Passage provided:
-------

Some of these warrants were issued for supplies for the poor, and it is insisted that it was beyond the power of the board to incur or allow any obligation of this kind. But the statutes of Kansas provide that every county shall relieve and support all poor and indigent persons lawfully settled therein whenever they stand in need (Gen. St. 1889, par. 4030), and that the board of county commissioners may levy taxes for their support (Id. pars. 4030, 4061; Railroad Co. v. Albright, 33 Kan. 211, 213, 6 Pac. 276; Fields v. Russell, 38 Kan. 720, 722, 17 Pac. 476). The suggestions that no levy of taxes for the support of the poor had been made when these warrants were issued, and that the mayor and council of every incorporated city and the township trustee of each civil township are made overseers of the poor in their respective townships (Gen. St. 1889, pars. 4027, 4028), and are given the oversight and care of all poor persons so long as they remain a county charge (Id. pars. 4033, 4036), are without merit. It was just because no levy had been made and collected, and because none could be made and collected, when the debts evidenced by these warrants were incurred, that the power was vested in the board to issue warrants in anticipation of the revenue, in order to provide for the current expenses of the county. It is not material here whether or not there were any township trustees or city officers who were overseers of the poor in this county when these debts were contracted. If there were none, it was the duty, and therefore it was within the power, of this board of commissioners, to relieve and support all poor and indigent persons within their county; and, if there were such, this board was required by statute to pay any lawful obligations which they incurred

for the support of the suffering poor. Paragraphs 4048 and 4046. In either event the board had plenary power to incur obligations and to issue warrants for the support of the poor of its county, and it was the very body upon which the statutes had imposed that duty.

-------

Supplied data:
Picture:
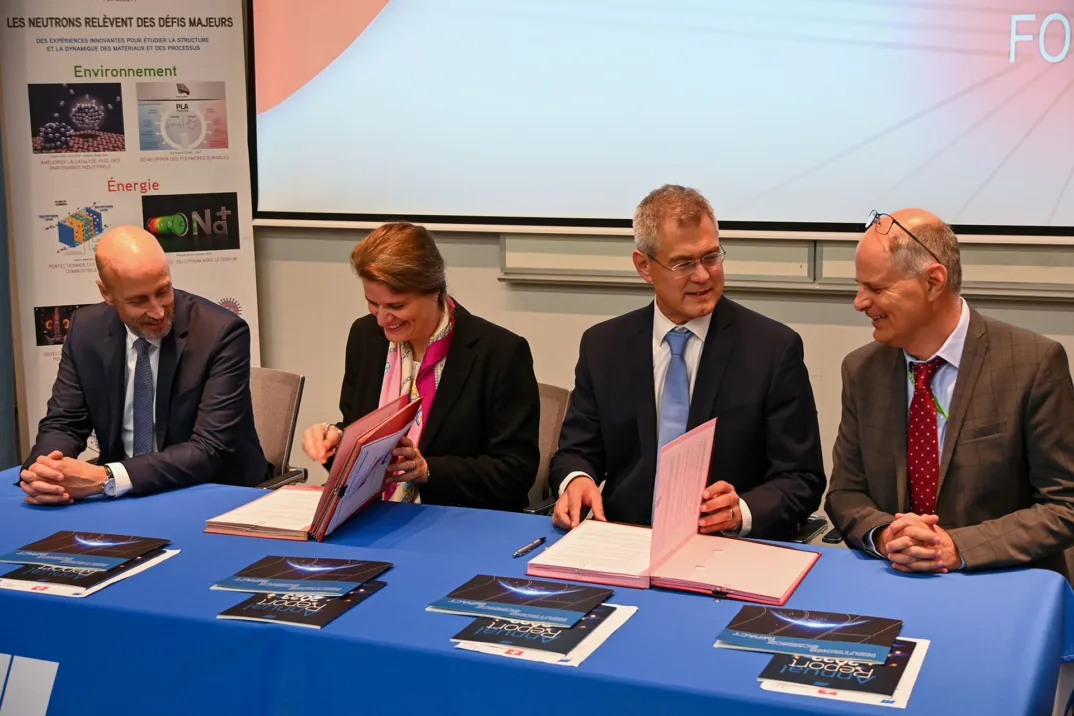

-------

Work to complete:
• 1. In the passage above on Kansas county warrants for poor relief, who does the statute make overseers of the poor in their respective townships?
• 2. Extend the passage above on Kansas county warrants for poor relief, beginning right after its final sentence.

Answers to the exercise:
• 1. The mayor and council of every incorporated city and the township trustee of each civil township.

• 2.
Another position of counsel for the county is that there could be no recovery upon some of these warrants, because the claims upon which they rested were not allowed at regular, but were allowed at adjourned or special, sessions of the board. This contention rests upon the following provisions of the General Statutes of Kansas of 1889:

"(1659) Unlawful to Allow Claims. § 39a. It shall be unlawful for any board of county commissioners to allow any claim or account against the county at any special or adjourned meeting of the board, except for election expenses and jury fees; and all other claims or accounts against the county shall be allowed only at the regular meetings of the board in January, April, July and October of each year."

"(1661) Penalty. § 39c. Any county commissioner violating any of the provisions of this act, shall be deemed guilty of a misdemeanor, and, on conviction thereof, be fined in a sum not exceeding five hundred dollars, or by Imprisonment in the county jail for the term not exceeding one year, or by both such fine and imprisonment."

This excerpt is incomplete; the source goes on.